» **BRIEF A**
From the passage on Elmore County crops, copy the text word for word, from "Corn is not" up to and including "in the area.".
» **BRIEF B**
Answer these questions using the passage on Elmore County crops:
(i) About how many acres of mint were grown in the county in 2007?
(ii) What was the total production of silage corn in 2008?
(iii) In which parts of the county are watermelon and cantaloupe raised?
» **BRIEF C**
Keep writing the passage on Elmore County crops, starting right after its final sentence.

» **PASSAGE SHOWN**
▼▼▼

Corn is not a major cash crop in Elmore County. Corn can only be produced under gravity or center pivot irrigation systems, thereby limiting production locally since the majority of irrigation systems are hand lines or wheel lines. The shortness of the growing season also restricts the growing of corn in some areas of the county. However, the demand for silage corn has increased due to the growing number of dairies in the area.
Based on 2008 crop statistics, 12,800 acres of corn were planted, and of those, 6,400 acres were harvested as grain corn, with total production of 1,090,000 bushels. For silage corn, the corresponding statistics reveal 6,400 acres were harvested, resulting in a total production of 192,000 tons.
In 2007, about 1,500 acres of mint were grown in Elmore County. The mint is processed at a locally owned distillery. Mint has been a good cash crop for the past few years, but requires a great deal of special care with regard to pest control, irrigation, and fertilizer application.
Watermelon and cantaloupe are raised in the eastern and southern portion of the county. The fruit is of excellent quality and is sold locally.

▲▲▲

» **EXTRACTED ENTRIES**
▼▼▼

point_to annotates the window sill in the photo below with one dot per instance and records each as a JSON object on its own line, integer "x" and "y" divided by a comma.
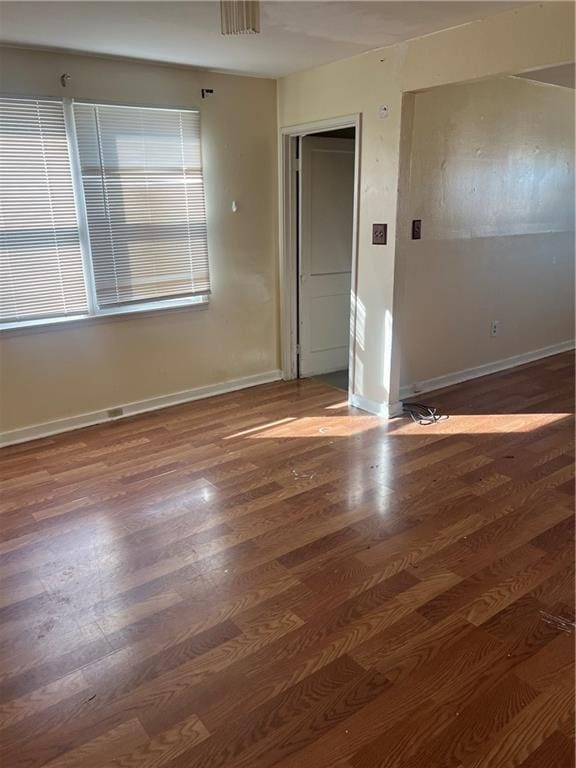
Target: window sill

▲▲▲
▼▼▼

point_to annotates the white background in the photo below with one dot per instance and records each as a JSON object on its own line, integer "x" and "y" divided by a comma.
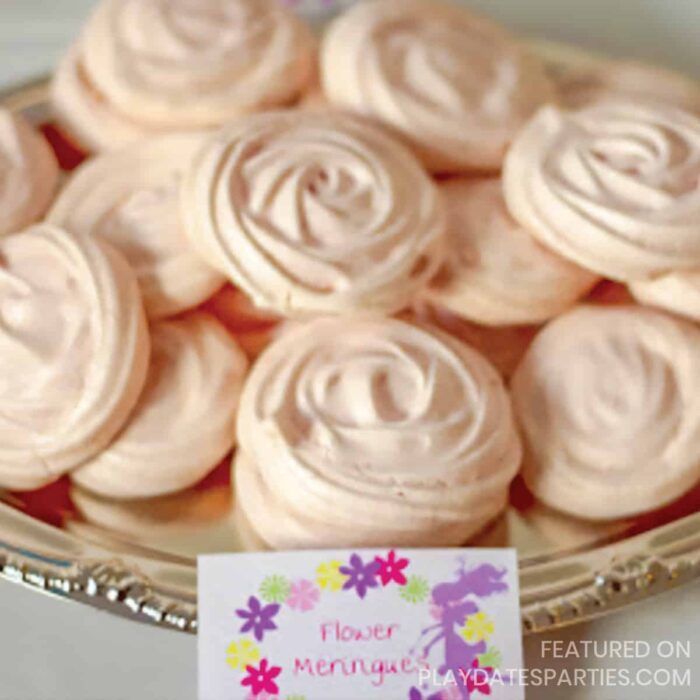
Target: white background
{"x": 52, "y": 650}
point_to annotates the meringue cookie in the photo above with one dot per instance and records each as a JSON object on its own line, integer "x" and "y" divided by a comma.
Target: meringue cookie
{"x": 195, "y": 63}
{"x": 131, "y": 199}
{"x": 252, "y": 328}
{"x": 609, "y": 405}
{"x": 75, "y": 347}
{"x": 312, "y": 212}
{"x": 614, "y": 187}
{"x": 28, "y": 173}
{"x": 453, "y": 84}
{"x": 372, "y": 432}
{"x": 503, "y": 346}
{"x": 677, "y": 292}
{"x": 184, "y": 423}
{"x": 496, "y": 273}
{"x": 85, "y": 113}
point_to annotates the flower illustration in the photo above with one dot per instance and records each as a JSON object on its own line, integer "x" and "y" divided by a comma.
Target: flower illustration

▲▲▲

» **ANSWER SECTION A**
Corn is not a major cash crop in Elmore County. Corn can only be produced under gravity or center pivot irrigation systems, thereby limiting production locally since the majority of irrigation systems are hand lines or wheel lines. The shortness of the growing season also restricts the growing of corn in some areas of the county. However, the demand for silage corn has increased due to the growing number of dairies in the area.

» **ANSWER SECTION B**
(i) About 1,500 acres.
(ii) 192,000 tons.
(iii) The eastern and southern portion of the county.

» **ANSWER SECTION C**
Beef cattle represent a significant share of the county’s agricultural economy. In 2007 the total number of cattle in Elmore County was 135,000. Of this number 21,000 are beef and 99,500 are calves, bulls, steers and heifers. The remaining 14,500 are dairy cows. The average value per head of all cattle is $1240. The total value is $2,628,800.
Elmore County presents an ideal situation for cow-calf operators, as nearly 75% of the land in the county is federally and state owned. Ranchers can graze on federal lands 6 to 8 months out of the year.
There is a major commercial feedlot in the county with a capacity of 150,000 head. At this time, it is operating at an optimal capacity due to optimal economic gains. Japan is becoming one of the major importers from this large beef industry in Elmore County.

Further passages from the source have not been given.